(Source text Opens)

9-1-1 Call Scripts

What You Will be Asked, and Why

People are often in stressful situations when they call 9-1-1. Before being put in this position, it’s helpful for you to understand what kinds of questions you'll be asked when you access the 9-1-1 system. The call flow will go much smoother when the call taker is allowed to ask you questions in the order the information is needed. Please note that if you have a cell phone, you should review the topics to the right under How to Use 9-1-1. The following are some guidelines for the information that will commonly be required:

What is the address of the emergency?

  • This is the address where the emergency is actually occurring. If you’re not at the address of the emergency, that information will be requested later in the call. If you don't know the actual address, it is important to know at least a cross street, or nearest hundred block on a street. It is also helpful if you can indicate a direction (i.e.; north, south, east, west). When asked for a location, avoid giving answers of "in Eugene," "at my house," or "on the freeway." We need you to be specific. Also, if the emergency is moving (such as an impaired driver you're observing), we need to know the direction of travel (what street are they on and which direction are they driving toward).
  • If we ask you for a direction, please give us compass directions if you can.  We're looking at a map, and we can see what's north, south, east, and west of us, but we may not know what "just left of the mailbox" means.
  • Remember: No matter what else you want to tell us, we can’t send help if we don’t know where the emergency is.

What is the phone number you’re calling from?

(Source text Closes)
(Recorded information Opens)

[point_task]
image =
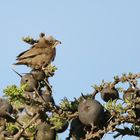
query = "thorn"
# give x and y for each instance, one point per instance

(Recorded information Closes)

# [Assignment A]
According to the 9-1-1 call scripts, what should a caller know at a minimum if they don't know the actual address of the emergency?
# [Assignment B]
Substitute "stolen vehicle" for "impaired driver" in the 9-1-1 call scripts, and give everything from "What is the address" down to "they driving toward).".
# [Assignment C]
List the location answers that the 9-1-1 call scripts tell callers to avoid giving.

# [Answer box A]
At least a cross street, or the nearest hundred block on a street.

# [Answer box B]
What is the address of the emergency?

  • This is the address where the emergency is actually occurring. If you’re not at the address of the emergency, that information will be requested later in the call. If you don't know the actual address, it is important to know at least a cross street, or nearest hundred block on a street. It is also helpful if you can indicate a direction (i.e.; north, south, east, west). When asked for a location, avoid giving answers of "in Eugene," "at my house," or "on the freeway." We need you to be specific. Also, if the emergency is moving (such as an stolen vehicle you're observing), we need to know the direction of travel (what street are they on and which direction are they driving toward).

# [Answer box C]
"in Eugene," "at my house," "on the freeway"